What you will do:
[1] Please repeat the passage from the negligence ruling starting at "On the record" and ending at "Stat. § 768.0755.".
[2] In the negligence ruling, what proof is required for liability to exist under Fla. Stat. § 768.0755?

Text:
──────────

To prevail on her negligence claim against Reinard, Plaintiff must prove four elements: “(1) the existence of a duty recognized by law requiring the defendant to conform to a certain standard of conduct for the protection of others including the plaintiff; (2) a failure on the part of the defendant to perform that duty; and (3) an injury or damage to the plaintiff [(4)] proximately caused by such failure.” Kenz v. Miami-Dade Cty., 116 So.3d 461, 464 (Fla. 3d DCA 2013). In Florida, “the law is clear to the effect that officers or agents of corporations may be individually liable in tort if they commit or participate in a tort, even if their acts are within the course and scope of their employment.” White v. Wal-Mart Stores, Inc., 918 So.2d 357, 358 (Fla. 1st DCA 2005). Employees like Reinard, however, are not “liable for the torts of the company simply because of the person's position with the company.” Vesta Const. and Design, L.L.C. v. Lotspeich & Assoc., Inc., 974. So.2d 1176, 1180 (Fla. 5th DCA 2008). Rather, “to establish liability, the complaining party must allege and prove that the officer or agent owed a duty to the complaining party, and that the duty was breached through personal (as opposed to technical or vicarious) fault.” See White, 918 So.2d at 357. A duty therefore arises only if Reinard is “actively negligent.” Id. at 358; See also White v. Wal-Mart Stores East, LP, 2020 WL 5946452, at *1 (M.D. Fla. Oct. 7, 2020) (employee can be liable for negligence committed within the scope of employment, but the negligence must be active).
On the record presented, this Court finds that Plaintiff cannot demonstrate that Reinard breached a duty owed to Plaintiff. To the extent the Complaint alleges Reinart failed to implement or administer policies and procedures or to train employees, these are not viable negligence claims in a slip and fall case. The revised statute, Fla. Stat. § 768.0755, does not permit proof of liability under a negligent mode of operation theory. Publix Supermarkets Inc. v. Blanco, 373 So.3d 1178, 1182 (Fla. 3rd DCA 2023), review denied, 2023 WL 4198990 (Fla. June 26, 2023). For liability to exist, there must be proof of actual or constructive knowledge of the dangerous condition. Fla. Stat. § 768.0755.

──────────

Data shown:

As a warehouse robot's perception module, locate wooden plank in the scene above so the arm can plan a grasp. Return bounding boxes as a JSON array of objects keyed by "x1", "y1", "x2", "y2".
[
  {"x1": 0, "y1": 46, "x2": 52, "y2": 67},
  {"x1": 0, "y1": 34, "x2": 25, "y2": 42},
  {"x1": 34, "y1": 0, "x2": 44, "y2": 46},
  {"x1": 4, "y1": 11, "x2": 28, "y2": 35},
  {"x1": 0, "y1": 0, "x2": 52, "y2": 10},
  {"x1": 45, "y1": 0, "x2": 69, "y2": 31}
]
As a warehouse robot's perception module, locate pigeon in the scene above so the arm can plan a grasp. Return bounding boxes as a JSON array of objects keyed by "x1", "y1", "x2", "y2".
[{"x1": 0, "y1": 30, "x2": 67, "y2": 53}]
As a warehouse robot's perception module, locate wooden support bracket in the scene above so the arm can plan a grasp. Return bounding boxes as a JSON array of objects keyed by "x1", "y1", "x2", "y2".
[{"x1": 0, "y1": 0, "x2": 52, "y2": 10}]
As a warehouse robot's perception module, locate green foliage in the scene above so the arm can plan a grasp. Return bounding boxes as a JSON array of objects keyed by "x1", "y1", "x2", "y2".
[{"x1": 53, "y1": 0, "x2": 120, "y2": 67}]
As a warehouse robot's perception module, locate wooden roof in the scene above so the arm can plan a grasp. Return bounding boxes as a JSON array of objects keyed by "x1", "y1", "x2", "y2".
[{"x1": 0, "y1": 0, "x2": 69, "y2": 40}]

──────────

Answers by item number:
[1]
On the record presented, this Court finds that Plaintiff cannot demonstrate that Reinard breached a duty owed to Plaintiff. To the extent the Complaint alleges Reinart failed to implement or administer policies and procedures or to train employees, these are not viable negligence claims in a slip and fall case. The revised statute, Fla. Stat. § 768.0755, does not permit proof of liability under a negligent mode of operation theory. Publix Supermarkets Inc. v. Blanco, 373 So.3d 1178, 1182 (Fla. 3rd DCA 2023), review denied, 2023 WL 4198990 (Fla. June 26, 2023). For liability to exist, there must be proof of actual or constructive knowledge of the dangerous condition. Fla. Stat. § 768.0755.

[2] Proof of actual or constructive knowledge of the dangerous condition.